Given task = Count the lines in the records below that contain the string "write", treating uppercase and lowercase letters as distinct. Reply with the number alone.

#####

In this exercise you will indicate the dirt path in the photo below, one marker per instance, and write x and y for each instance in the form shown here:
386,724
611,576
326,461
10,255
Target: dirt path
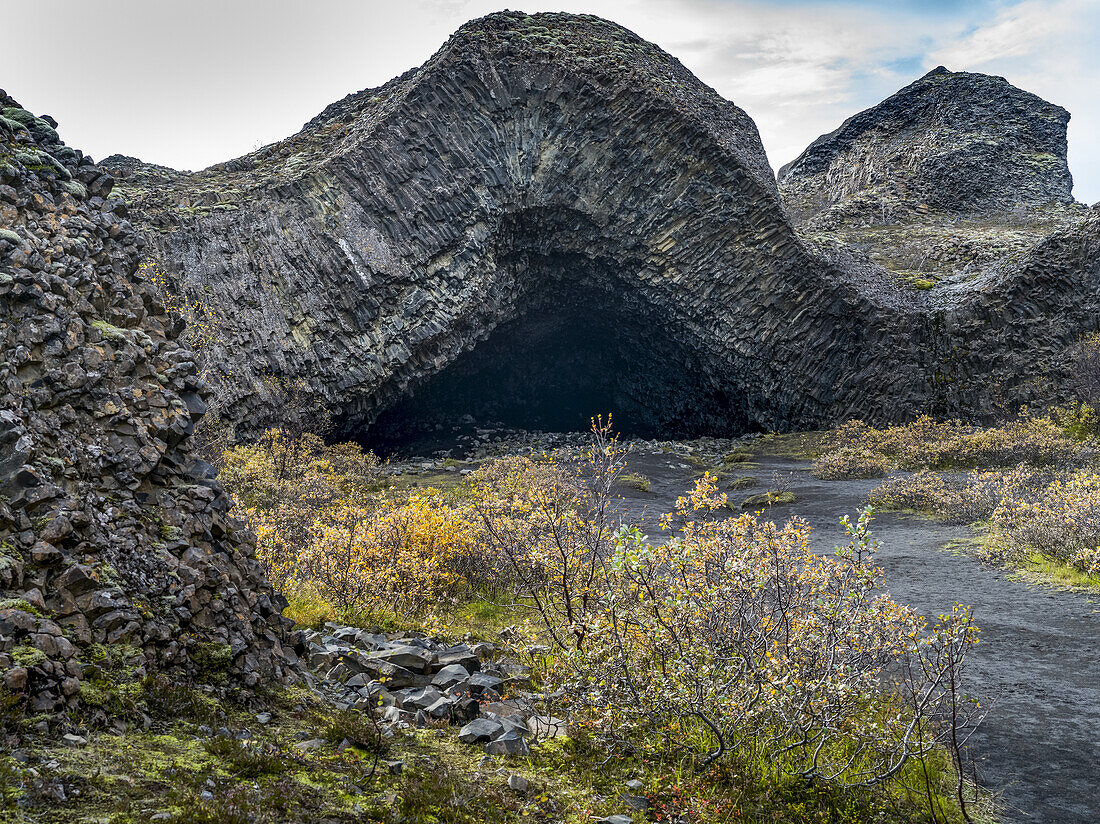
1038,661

#####

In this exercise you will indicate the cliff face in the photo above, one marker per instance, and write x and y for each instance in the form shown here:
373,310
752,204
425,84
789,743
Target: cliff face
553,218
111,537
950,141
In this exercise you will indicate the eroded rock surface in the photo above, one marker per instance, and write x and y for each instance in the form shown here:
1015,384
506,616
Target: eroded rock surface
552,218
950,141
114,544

#####

Task response = 3